# To be done
**1.** Decide whether each statement agrees with the passage on resume prompts, answering yes or no and quoting the words that settle it: (a) three to four questions per round suits most people; (b) the prompt handles only US resumes; (c) the tailoring prompt allows "contributed to" to become "led."
**2.** Write out the passage on resume prompts word for word, starting at "2. THE STRENGTH" and ending at "re-pastes it weekly.".
**3.** According to the passage on resume prompts, what does "tailoring" mean when most AI tools do it?

# Extract
-- Start --

2. THE STRENGTH REPORT
   My three strongest bullets and why they will land; my three weakest and the exact fact that would fix each.

3. THE GAPS LIST
   Every question I still owe an answer to, so the document keeps improving as I remember things.

WHAT I HAVE TODAY:

Make it yours:

  • Adjust the pace. Three-to-four questions per round suits most people; if you think better in bursts, ask for "one question at a time." If you're impatient, "front-load all questions for my most recent role."
  • Region matters. The prompt handles US resumes and UK/EU CVs. Applying elsewhere? Name the country. Conventions differ on photos, length, and personal details, and the model knows them.
  • Keep the output. The final markdown is the source document every other prompt on this page builds on. Save it somewhere you'll find it. Future-you re-pastes it weekly.

After the first response: answer round by round. Short, honest answers beat polished ones. Polishing is the AI's job; remembering is yours. Then run the result through the resume audit above.

5. Resume tailor: one resume, one real posting

Generic resumes lose to tailored ones. But "tailoring" done by most AI tools means keyword stuffing and quietly invented experience. This prompt repositions what you've actually done for one real role, and hands you a pre-send checklist of everything you must be able to stand behind. It's Tailor the argument, not the facts turned into a working prompt.

Prompt — copy, then make it yours
Tailor my resume to the specific job posting below. This is repositioning, not keyword stuffing: choose which of my real experiences lead and how they are framed for this role. Never invent experience, metrics, tools, titles, or dates.

Rules:
- Reorder and reframe freely; fabricate nothing.
- Keep my honest qualifiers ("intermediate," "learning," "~1 year"). Do not upgrade "contributed to" into "led."
- Broad stays broad: if I wrote "AWS," do not name specific services I did not list.

-- End --

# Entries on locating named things
-- Start --

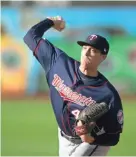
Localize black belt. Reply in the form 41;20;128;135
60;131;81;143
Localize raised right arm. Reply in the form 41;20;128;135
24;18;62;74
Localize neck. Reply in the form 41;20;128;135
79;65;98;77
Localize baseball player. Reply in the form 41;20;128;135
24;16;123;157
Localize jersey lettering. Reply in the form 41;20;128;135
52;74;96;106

-- End --
-- Start --

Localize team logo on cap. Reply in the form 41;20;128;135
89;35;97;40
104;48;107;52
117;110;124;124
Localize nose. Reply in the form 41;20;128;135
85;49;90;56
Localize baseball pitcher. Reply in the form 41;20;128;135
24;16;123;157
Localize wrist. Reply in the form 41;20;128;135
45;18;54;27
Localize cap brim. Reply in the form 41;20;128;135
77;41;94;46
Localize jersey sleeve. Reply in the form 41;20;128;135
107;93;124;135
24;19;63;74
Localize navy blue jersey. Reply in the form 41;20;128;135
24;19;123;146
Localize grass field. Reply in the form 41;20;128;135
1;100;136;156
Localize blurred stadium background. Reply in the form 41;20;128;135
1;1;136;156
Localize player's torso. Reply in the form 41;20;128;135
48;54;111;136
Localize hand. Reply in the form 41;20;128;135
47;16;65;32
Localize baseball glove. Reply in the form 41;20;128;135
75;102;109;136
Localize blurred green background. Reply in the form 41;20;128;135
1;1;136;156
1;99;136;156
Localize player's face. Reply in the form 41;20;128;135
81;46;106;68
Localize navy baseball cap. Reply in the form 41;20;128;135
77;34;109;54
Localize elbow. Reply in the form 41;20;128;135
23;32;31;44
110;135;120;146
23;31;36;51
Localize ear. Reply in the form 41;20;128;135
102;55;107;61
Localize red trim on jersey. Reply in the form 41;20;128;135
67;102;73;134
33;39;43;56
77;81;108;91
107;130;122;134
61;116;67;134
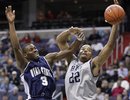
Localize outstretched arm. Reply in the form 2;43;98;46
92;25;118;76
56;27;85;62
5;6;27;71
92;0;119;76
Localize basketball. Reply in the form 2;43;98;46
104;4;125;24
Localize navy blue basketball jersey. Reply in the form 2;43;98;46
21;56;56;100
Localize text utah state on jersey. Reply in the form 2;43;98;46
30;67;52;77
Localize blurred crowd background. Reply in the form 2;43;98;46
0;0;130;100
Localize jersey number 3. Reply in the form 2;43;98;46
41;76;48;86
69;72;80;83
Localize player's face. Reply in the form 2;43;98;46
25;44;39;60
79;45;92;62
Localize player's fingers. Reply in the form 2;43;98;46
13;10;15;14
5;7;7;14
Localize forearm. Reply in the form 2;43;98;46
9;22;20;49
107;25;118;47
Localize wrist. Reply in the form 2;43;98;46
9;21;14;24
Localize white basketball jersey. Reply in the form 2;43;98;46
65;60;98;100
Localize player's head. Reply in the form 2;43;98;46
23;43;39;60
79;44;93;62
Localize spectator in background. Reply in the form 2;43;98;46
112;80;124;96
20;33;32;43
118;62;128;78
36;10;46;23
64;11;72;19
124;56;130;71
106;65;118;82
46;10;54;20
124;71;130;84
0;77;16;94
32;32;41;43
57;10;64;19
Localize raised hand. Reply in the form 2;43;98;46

-- End --
-- Start --

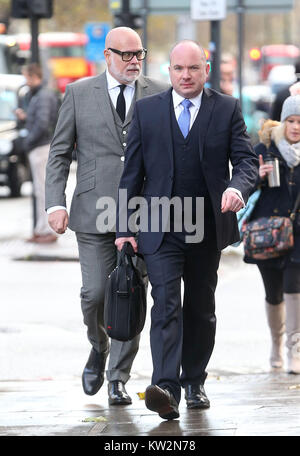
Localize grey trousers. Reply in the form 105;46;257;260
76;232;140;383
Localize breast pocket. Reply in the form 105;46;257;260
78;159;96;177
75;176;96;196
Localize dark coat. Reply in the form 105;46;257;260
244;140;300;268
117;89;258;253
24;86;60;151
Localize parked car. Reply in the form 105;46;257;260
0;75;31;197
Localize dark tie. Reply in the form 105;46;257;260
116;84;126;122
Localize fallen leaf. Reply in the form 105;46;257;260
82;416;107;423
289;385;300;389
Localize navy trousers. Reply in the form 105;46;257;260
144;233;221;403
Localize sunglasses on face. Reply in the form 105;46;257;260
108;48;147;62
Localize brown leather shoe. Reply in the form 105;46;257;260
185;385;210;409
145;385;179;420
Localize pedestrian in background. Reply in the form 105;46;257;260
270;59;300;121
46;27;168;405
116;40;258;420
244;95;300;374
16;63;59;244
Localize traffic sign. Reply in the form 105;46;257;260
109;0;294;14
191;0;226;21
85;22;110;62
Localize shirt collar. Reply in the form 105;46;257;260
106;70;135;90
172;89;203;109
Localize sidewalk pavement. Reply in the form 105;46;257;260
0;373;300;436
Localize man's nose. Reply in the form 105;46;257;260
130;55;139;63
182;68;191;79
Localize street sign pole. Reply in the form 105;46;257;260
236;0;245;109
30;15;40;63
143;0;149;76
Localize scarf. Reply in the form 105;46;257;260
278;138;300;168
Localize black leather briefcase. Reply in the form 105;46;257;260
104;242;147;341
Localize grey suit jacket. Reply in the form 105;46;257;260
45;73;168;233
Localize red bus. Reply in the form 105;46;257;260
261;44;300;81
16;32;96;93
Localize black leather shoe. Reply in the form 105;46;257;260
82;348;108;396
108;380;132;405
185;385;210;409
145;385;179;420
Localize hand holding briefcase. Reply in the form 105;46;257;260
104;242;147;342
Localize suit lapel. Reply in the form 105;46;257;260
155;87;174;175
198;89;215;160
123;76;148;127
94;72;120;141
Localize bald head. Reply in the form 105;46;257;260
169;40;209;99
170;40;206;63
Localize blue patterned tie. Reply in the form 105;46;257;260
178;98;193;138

-- End --

# Per-task outputs
**1.**
(a) Yes: "Three-to-four questions per round suits most people"
(b) No: "The prompt handles US resumes and UK/EU CVs."
(c) No: "Do not upgrade "contributed to" into "led.""

**2.**
2. THE STRENGTH REPORT
   My three strongest bullets and why they will land; my three weakest and the exact fact that would fix each.

3. THE GAPS LIST
   Every question I still owe an answer to, so the document keeps improving as I remember things.

WHAT I HAVE TODAY:

Make it yours:

  • Adjust the pace. Three-to-four questions per round suits most people; if you think better in bursts, ask for "one question at a time." If you're impatient, "front-load all questions for my most recent role."
  • Region matters. The prompt handles US resumes and UK/EU CVs. Applying elsewhere? Name the country. Conventions differ on photos, length, and personal details, and the model knows them.
  • Keep the output. The final markdown is the source document every other prompt on this page builds on. Save it somewhere you'll find it. Future-you re-pastes it weekly.

**3.** Keyword stuffing and quietly invented experience.